Reproduce every one of the following records verbatim, omitting the pictures from your reproduction.
— BEGIN —
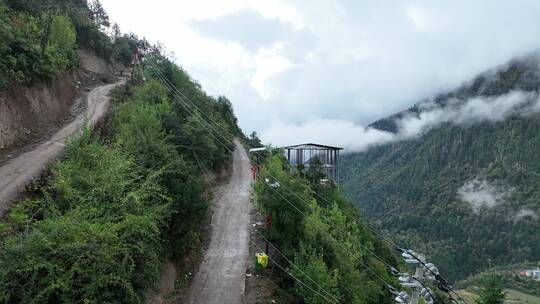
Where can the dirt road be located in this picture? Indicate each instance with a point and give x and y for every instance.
(18, 172)
(220, 278)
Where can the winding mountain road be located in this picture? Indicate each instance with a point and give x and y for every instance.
(221, 275)
(16, 174)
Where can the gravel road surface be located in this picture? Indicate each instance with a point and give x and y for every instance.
(220, 278)
(16, 174)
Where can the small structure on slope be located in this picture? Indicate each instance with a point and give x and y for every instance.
(302, 156)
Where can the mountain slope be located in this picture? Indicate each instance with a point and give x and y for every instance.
(467, 195)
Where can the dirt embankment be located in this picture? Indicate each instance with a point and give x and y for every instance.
(27, 114)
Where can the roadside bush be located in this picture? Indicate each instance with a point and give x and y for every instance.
(325, 244)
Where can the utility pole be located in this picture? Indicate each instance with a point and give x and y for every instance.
(419, 274)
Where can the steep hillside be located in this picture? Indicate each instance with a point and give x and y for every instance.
(466, 194)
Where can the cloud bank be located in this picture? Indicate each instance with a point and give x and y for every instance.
(357, 138)
(345, 63)
(480, 193)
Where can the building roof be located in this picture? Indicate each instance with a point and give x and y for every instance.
(312, 145)
(257, 149)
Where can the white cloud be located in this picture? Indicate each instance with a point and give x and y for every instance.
(480, 193)
(347, 61)
(355, 137)
(327, 131)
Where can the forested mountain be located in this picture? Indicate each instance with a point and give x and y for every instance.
(465, 193)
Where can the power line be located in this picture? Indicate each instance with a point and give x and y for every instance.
(176, 93)
(295, 278)
(291, 263)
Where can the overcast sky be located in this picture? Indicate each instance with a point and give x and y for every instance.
(311, 70)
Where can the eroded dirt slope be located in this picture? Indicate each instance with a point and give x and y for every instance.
(19, 171)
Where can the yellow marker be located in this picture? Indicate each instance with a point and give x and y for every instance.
(262, 259)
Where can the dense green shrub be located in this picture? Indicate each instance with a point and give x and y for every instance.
(323, 237)
(111, 209)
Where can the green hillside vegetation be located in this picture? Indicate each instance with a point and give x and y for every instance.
(324, 238)
(510, 278)
(121, 200)
(39, 38)
(409, 188)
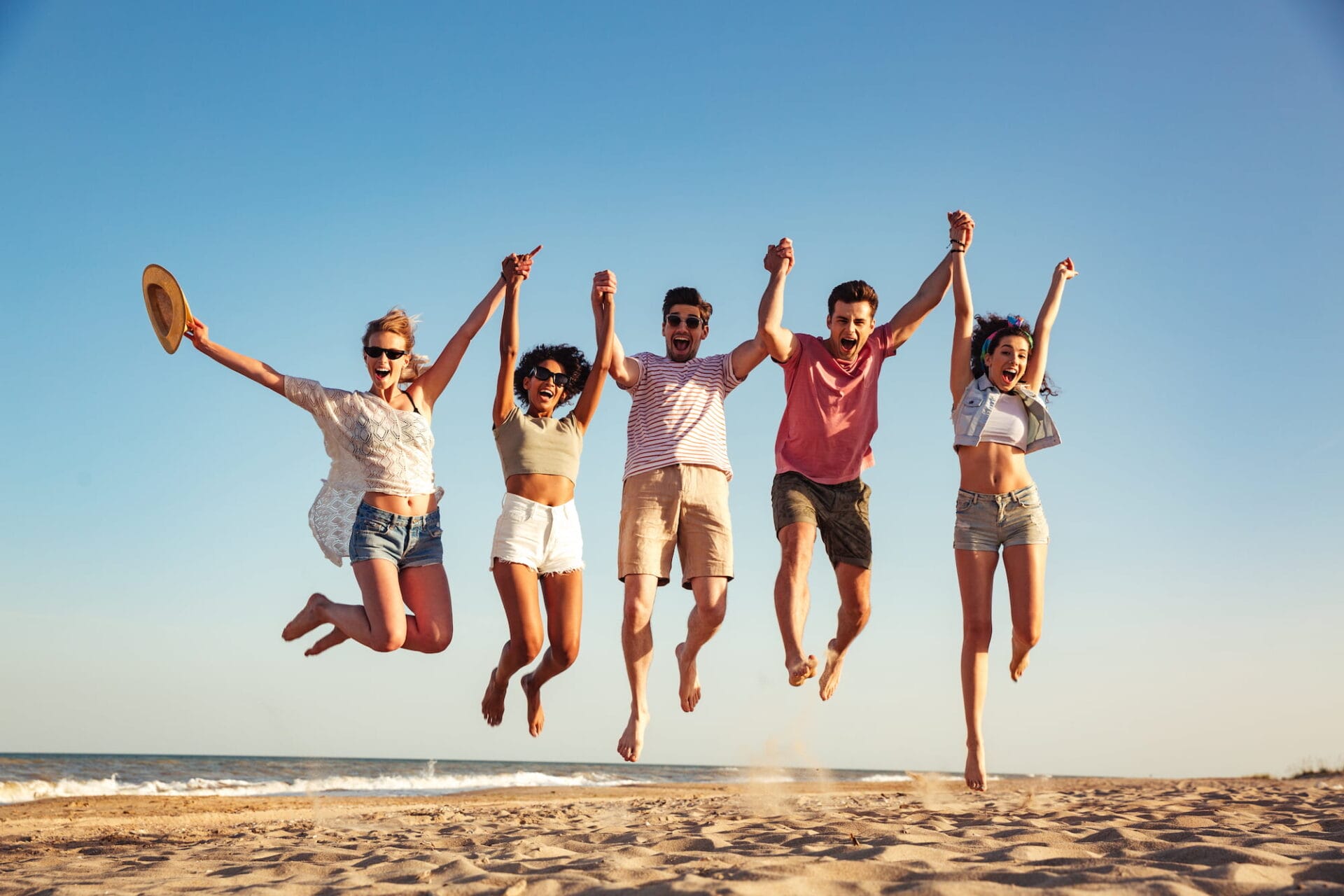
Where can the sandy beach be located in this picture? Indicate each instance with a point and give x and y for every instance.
(1070, 834)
— END —
## TASK ANSWER
Where can the dirt road be located in this picture? Indicate each instance with a point and give x and y for every instance.
(18, 172)
(220, 278)
Where can the winding mountain road be located in this picture? Indicate each instance with a point and give x and y for every instance.
(221, 275)
(16, 174)
Where can the gravel road surface be located in this picture? Indicate each instance with a point and give x and y for every instance.
(220, 278)
(16, 174)
Where can the small structure on slope be located in this picture? Indicate each instance with a point and give x and y for every instance.
(302, 156)
Where can the mountain slope be located in this picture? Indicate each instance with a point and give x and y for every instance.
(467, 195)
Where can the dirt embankment be located in this picture? Indicate each instance with a point and give x and y for every instance.
(27, 114)
Where can the roadside bush be located in this picture? Indicate each instance with a point and give x and y for every instance.
(325, 244)
Where can the utility pole be located in this picture? Indicate each instance with a point and give x and y for every instance.
(419, 274)
Where can the steep hillside be located in this picture? Indicate each instance with a point and give x and y for every instance.
(466, 194)
Where can the cloud bank be located in this picture? Indicate each instance with a point and give x and y for every instance.
(357, 138)
(345, 63)
(480, 193)
Where can the building roof be located in this picture? Indicate each instance with a point and give x and y for every instance.
(312, 145)
(257, 149)
Where can the white cloud be located in this picture? Indicate each instance with a point and give x and y for every instance.
(480, 193)
(347, 61)
(355, 137)
(327, 131)
Where can the forested mountain be located in this picture? Indicate each instance with a point and give x and y for every instance.
(465, 193)
Where can the power line be located in this picture? Indicate each instance with a point and give x and y for every instance.
(176, 93)
(295, 278)
(291, 263)
Where can the overcast sky be located in this picture? Indicate each instance with a point and give x and y for every instance.
(311, 70)
Where can the eroded dirt slope be located in this picture? Indicate each instance with a point and give x and y for every instance.
(19, 171)
Where can the yellow marker be located in this picture? Indicate each instance with a point and give x and y for every instance.
(262, 259)
Where can the dense green shrub be located in this picture? Indicate each instance with a point and give x and y for every instance.
(323, 237)
(111, 209)
Where can the green hillside vegetation be located in this picture? Indicate each instance with a point and give x and y for every instance.
(324, 238)
(510, 278)
(121, 200)
(39, 38)
(409, 188)
Where can the sandy beach be located in this picture? Indicate each instance with a point and give x and y for every instance.
(1070, 834)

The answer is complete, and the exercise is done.